Make an exact copy of the records that follow, with each picture omitted.

Image-grounded pointing data:
Content starts

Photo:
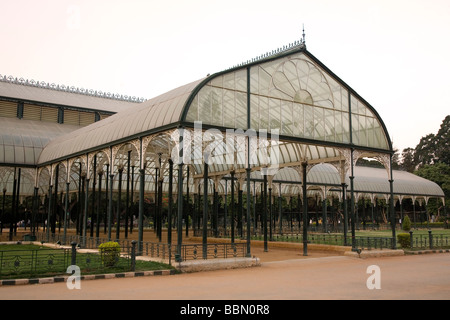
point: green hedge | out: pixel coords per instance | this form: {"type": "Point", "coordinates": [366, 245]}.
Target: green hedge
{"type": "Point", "coordinates": [110, 253]}
{"type": "Point", "coordinates": [404, 240]}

Content ends

• Answer for this exercise:
Photo:
point: green hedge | out: pixel coords per instance | this form: {"type": "Point", "coordinates": [366, 245]}.
Target: green hedge
{"type": "Point", "coordinates": [110, 253]}
{"type": "Point", "coordinates": [404, 240]}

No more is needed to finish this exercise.